- RECORDS PROVIDED:
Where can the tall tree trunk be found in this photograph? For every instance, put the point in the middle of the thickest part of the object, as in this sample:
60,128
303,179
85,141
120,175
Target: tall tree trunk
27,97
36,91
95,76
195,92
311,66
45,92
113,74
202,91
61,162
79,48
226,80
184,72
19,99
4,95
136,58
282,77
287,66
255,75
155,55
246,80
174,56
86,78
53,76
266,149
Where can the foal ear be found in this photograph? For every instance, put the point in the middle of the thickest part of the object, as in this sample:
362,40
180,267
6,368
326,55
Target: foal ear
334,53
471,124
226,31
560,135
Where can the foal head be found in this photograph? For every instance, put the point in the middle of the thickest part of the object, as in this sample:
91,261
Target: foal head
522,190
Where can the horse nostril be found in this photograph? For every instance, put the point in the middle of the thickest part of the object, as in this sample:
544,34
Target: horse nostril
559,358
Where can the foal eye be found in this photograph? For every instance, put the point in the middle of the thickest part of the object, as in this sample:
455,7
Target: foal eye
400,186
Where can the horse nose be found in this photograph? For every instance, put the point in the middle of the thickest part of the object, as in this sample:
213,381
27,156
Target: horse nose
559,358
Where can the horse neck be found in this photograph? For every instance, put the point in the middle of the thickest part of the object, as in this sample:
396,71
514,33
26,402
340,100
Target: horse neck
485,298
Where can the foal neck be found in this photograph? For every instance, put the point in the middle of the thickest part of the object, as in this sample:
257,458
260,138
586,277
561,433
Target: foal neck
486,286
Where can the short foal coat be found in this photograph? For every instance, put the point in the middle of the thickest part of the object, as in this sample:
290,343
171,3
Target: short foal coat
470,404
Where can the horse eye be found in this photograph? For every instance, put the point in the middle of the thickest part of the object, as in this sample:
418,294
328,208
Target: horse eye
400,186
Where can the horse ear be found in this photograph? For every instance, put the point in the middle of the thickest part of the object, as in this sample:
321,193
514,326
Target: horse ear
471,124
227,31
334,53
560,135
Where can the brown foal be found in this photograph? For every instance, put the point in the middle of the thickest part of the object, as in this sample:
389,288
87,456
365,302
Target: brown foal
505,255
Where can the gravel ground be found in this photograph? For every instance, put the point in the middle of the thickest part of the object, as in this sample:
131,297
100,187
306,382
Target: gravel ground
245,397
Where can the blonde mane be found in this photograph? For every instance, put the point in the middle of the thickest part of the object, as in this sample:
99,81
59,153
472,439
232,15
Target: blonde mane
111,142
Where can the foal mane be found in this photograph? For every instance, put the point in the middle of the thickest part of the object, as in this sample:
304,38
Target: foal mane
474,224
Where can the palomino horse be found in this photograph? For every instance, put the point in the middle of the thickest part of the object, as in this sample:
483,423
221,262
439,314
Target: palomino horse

- WHAT IS NEEDED: Turn the lines above into a numbered list, leaving out any blank lines.

- COMPLETE OUTPUT:
1. Where can the tall tree trunk be found in this photograph? For every instance, put the point in the middle of the thickest part of the object, as in this sample:
2. 60,128
3. 303,179
4. 85,141
5. 120,175
6. Target: tall tree trunk
7. 27,97
8. 36,91
9. 95,76
10. 195,92
11. 311,66
12. 45,92
13. 113,74
14. 202,91
15. 61,162
16. 79,48
17. 226,80
18. 184,72
19. 19,99
20. 4,95
21. 136,58
22. 282,77
23. 287,66
24. 255,75
25. 155,55
26. 246,80
27. 174,56
28. 86,78
29. 53,76
30. 266,149
31. Where can the foal ear be found in this photograph? For every instance, put the point in the middle of the thickest part of the object, as in this sample:
32. 362,40
33. 180,267
34. 6,368
35. 326,55
36. Target: foal ear
37. 334,53
38. 471,124
39. 226,31
40. 560,135
41. Where can the foal head be found in this photograph? For every instance, put the point in the middle of the thickest part of the object, as in this sample:
42. 91,261
43. Target: foal head
44. 522,190
45. Where can the horse nostril be found in this photograph? For every instance, put the point in the middle of the thickest part of the object, as in this sample:
46. 544,34
47. Target: horse nostril
48. 559,358
49. Where can the foal eye be found in this photograph? For every instance, put the point in the middle of the thickest part of the object, as in this sample:
50. 455,7
51. Target: foal eye
52. 400,186
53. Where can the horse nose be found in this photograph? For every instance, put the point in the middle of the thickest part of the object, as in this sample:
54. 213,381
55. 27,156
56. Target: horse nose
57. 559,358
58. Where can the horse neck be found in this photograph? For every instance, put the point in the middle of the thickest part of the object, as in this sample:
59. 396,71
60. 514,33
61. 26,402
62. 340,100
63. Target: horse neck
64. 485,298
65. Where can the foal neck be found in this photograph? For every instance, put the point in the middle of the thickest part of the object, as in this sample:
66. 257,458
67. 260,138
68. 586,277
69. 561,433
70. Target: foal neck
71. 486,286
72. Where can the short foal coat be found in this photograph? For every instance, put the point in the middle of the thickest part of the object, as in this sample:
73. 290,343
74. 171,3
75. Target: short foal coat
76. 470,404
77. Where can the horse eye be found in this photograph? For every instance, put the point in the middle of the thickest part of the object, as in this sample:
78. 418,294
79. 328,208
80. Target: horse eye
81. 400,186
82. Where can the horse ear be found in this photograph? For every instance, put the point in the middle of the thickest part of the object, as in this sample:
83. 321,193
84. 514,326
85. Target: horse ear
86. 471,124
87. 227,31
88. 334,53
89. 560,135
90. Where can the brown foal be found in this photograph? For every instance, put the point in the middle of the thickest part of the object, as in this sample:
91. 389,288
92. 87,456
93. 365,302
94. Target: brown foal
95. 505,255
96. Where can the gravel ground be found in this photograph? For every instance, put the point in the middle of the thickest part of the object, as in this sample:
97. 131,297
98. 100,187
99. 306,382
100. Target: gravel ground
101. 245,397
102. Where can the blonde mane be found in this photograph? For every instance, put the point in the middle of the thickest part of the object, as in this sample:
103. 99,81
104. 59,153
105. 472,439
106. 232,15
107. Target: blonde mane
108. 111,142
109. Where can the foal mane be found in this photograph? For every instance, put the point in the middle of the thickest part of the object, as in this sample:
110. 304,38
111. Target: foal mane
112. 474,224
113. Where can the palomino horse be found in this photograph? For every instance, put the point in the middle of the thickest part of the object, as in this sample:
114. 483,423
115. 221,262
116. 439,314
117. Target: palomino horse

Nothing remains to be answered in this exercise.